» Source:
%%
I. DID THE CHANCELLOR COMMIT REVERSIBLE ERROR IN ORDERING A MODIFICATION OF CUSTODY WITHOUT APPLICATION OF THE PROPER LEGAL STANDARD?
¶ 6. In a domestic case, such as the case at hand, the chancellor's findings will not be reversed unless manifestly wrong, clearly erroneous, or the proper legal standard was not applied. Bland v. Bland, 620 So.2d 543, 544 (Miss.1993). In showing by the preponderance of evidence that a material change in circumstances has occurred in the custodial home, the burden of proof is on the movant. Riley v. Doerner, 677 So.2d 740, 743 (Miss.1996).
%%
» Dataset rows:
%%
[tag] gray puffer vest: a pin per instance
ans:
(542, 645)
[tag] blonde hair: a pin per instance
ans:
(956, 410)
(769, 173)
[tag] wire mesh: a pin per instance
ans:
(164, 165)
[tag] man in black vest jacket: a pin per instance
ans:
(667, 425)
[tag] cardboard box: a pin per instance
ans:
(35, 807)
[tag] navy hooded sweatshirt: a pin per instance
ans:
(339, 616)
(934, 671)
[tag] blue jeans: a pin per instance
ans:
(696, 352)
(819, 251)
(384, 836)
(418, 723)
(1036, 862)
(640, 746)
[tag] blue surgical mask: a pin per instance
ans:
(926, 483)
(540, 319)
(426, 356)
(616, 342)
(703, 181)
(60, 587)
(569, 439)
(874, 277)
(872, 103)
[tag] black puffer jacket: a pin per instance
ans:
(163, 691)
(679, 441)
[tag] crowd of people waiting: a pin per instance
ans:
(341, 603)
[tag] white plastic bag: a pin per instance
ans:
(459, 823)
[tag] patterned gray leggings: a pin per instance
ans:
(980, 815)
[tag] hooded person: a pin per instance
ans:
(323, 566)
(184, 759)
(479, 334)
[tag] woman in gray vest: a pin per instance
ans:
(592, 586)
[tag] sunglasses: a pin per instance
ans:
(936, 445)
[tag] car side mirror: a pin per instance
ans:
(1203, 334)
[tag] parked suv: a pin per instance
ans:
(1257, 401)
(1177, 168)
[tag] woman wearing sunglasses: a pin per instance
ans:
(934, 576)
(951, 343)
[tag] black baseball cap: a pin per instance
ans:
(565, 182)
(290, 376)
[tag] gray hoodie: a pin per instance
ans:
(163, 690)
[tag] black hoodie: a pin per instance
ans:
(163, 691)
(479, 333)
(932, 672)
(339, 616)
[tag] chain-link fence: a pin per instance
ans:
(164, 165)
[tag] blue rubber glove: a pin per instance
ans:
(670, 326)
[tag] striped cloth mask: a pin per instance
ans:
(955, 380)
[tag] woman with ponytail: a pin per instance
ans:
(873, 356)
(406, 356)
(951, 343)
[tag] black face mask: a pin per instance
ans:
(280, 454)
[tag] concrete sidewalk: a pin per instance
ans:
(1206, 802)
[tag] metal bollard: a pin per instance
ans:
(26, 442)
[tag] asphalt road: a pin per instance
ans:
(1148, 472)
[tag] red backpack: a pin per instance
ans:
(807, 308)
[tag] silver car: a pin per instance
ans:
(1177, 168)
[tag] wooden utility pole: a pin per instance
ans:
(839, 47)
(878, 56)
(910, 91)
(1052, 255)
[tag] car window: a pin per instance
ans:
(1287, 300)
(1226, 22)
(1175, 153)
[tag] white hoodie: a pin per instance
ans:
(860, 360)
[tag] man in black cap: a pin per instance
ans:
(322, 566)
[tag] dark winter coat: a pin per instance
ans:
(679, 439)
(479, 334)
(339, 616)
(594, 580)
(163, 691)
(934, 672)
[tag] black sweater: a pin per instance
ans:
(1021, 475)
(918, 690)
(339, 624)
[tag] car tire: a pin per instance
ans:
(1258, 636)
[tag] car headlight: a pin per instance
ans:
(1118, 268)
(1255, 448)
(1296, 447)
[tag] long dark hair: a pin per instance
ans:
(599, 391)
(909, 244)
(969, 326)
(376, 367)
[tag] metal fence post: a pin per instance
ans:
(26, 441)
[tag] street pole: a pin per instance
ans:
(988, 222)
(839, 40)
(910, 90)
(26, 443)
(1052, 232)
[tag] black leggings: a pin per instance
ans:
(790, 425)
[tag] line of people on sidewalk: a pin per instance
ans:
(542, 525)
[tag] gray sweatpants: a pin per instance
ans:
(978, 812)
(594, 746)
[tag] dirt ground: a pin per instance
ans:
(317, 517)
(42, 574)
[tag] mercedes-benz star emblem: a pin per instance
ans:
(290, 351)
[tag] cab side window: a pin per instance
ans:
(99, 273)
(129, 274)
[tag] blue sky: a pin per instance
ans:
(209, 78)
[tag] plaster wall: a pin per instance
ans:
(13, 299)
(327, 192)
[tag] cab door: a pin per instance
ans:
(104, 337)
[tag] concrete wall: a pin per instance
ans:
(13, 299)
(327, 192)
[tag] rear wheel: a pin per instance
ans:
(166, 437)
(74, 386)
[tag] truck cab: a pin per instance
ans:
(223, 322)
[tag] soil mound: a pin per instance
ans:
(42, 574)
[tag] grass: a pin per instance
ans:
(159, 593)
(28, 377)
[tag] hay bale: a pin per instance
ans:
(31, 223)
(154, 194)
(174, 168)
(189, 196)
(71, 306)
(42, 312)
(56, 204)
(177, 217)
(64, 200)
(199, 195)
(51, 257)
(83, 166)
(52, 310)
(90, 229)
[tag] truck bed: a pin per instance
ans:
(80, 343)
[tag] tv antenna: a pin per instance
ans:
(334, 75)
%%
» Actions to take:
- a) Answer these questions from the custody excerpt:
(i) Who bears the burden of proof in showing a material change in circumstances?
(ii) Which case is cited for the standard under which a chancellor's findings will be reversed, and in what year was it decided?
(iii) By what standard of evidence must the material change be shown?
- b) List every ground on which, according to the custody excerpt, a chancellor's findings in a domestic case will be reversed.
- c) Decide whether each statement agrees with the custody excerpt. Answer yes or no, and quote the words that decide it.
(i) The movant carries the burden of proof.
(ii) Riley v. Doerner was decided in 1993.
(iii) The heading asks whether the chancellor ordered a modification of custody without applying the proper legal standard.
Answer from the text alone.

» Responses for each task:
- a)
(i) The movant.
(ii) Bland v. Bland, decided in 1993.
(iii) By the preponderance of evidence.

- b)
- The findings are manifestly wrong.
- The findings are clearly erroneous.
- The proper legal standard was not applied.

- c)
(i) Yes: "the burden of proof is on the movant."
(ii) No: "Riley v. Doerner, 677 So.2d 740, 743 (Miss.1996)."
(iii) Yes: "IN ORDERING A MODIFICATION OF CUSTODY WITHOUT APPLICATION OF THE PROPER LEGAL STANDARD"